THE TASK =
Please state which gas the nozzle flow text gives as the injected cooling gas.

** Begin PAGE TEXT **

The gas in the supersonic nozzle flow is water vapor with initial mass fractions \(X_{\text {H},\infty }=0.00251\), \(X_{\text {H}_2,\infty }=0.01176\), \(X_{\text {H}_2\text {O},\infty }=0.842\), \(X_{\text {O},\infty }=0.01231\), \(X_{\text {O}_2,\infty }=0.08668\) and \(X_{\text {OH},\infty }=0.04474\). The injected cooling gas is helium. The two simulations only differ in the dimensions of the porous medium and are conducted with the parameters listed in Table 2. Note that no parameters regarding the porous material are given because the porous medium flow is not simulated. The flow data are based on experiments planned at the Shock Wave Laboratory for a porous medium with dimensions \(110.25\,\text {mm} \times 8\,\text {mm} \times 7\,\text {mm}\) and characteristics similar to those of the first scenario, see Table 1.

** End PAGE TEXT **
** Begin INFORMATION SHOWN **

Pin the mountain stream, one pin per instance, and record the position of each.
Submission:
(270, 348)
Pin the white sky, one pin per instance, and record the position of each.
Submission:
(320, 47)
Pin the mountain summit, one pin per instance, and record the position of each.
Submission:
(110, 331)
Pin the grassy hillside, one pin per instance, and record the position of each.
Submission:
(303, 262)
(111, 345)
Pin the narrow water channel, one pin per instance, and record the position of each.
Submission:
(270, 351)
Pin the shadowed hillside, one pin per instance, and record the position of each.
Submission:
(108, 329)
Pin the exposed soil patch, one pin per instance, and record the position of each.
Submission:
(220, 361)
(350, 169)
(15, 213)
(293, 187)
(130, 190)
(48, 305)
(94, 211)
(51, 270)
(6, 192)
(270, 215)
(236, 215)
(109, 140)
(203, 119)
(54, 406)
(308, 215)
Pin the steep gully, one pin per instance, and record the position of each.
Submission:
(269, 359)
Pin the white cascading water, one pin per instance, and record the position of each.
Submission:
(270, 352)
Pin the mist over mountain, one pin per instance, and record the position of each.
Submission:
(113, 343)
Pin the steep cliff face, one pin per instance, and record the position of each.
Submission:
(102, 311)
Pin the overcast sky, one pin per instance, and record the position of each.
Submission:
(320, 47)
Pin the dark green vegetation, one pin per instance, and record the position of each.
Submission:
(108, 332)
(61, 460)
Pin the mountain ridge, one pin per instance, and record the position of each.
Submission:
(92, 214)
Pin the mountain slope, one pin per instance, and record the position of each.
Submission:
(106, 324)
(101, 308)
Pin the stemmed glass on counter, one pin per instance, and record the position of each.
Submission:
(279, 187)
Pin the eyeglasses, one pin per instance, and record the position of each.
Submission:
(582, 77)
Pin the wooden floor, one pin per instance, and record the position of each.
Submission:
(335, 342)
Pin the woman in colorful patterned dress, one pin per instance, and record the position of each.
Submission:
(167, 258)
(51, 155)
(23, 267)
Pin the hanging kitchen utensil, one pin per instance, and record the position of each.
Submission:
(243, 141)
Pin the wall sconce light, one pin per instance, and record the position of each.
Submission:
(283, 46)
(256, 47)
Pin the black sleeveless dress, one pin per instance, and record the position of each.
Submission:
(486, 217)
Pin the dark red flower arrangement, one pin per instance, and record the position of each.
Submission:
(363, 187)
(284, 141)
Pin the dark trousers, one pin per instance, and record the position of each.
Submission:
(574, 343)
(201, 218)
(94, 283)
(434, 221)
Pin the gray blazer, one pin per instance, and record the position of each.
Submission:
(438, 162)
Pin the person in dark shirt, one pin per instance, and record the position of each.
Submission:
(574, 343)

** End INFORMATION SHOWN **

THE SOLUTION =
Helium.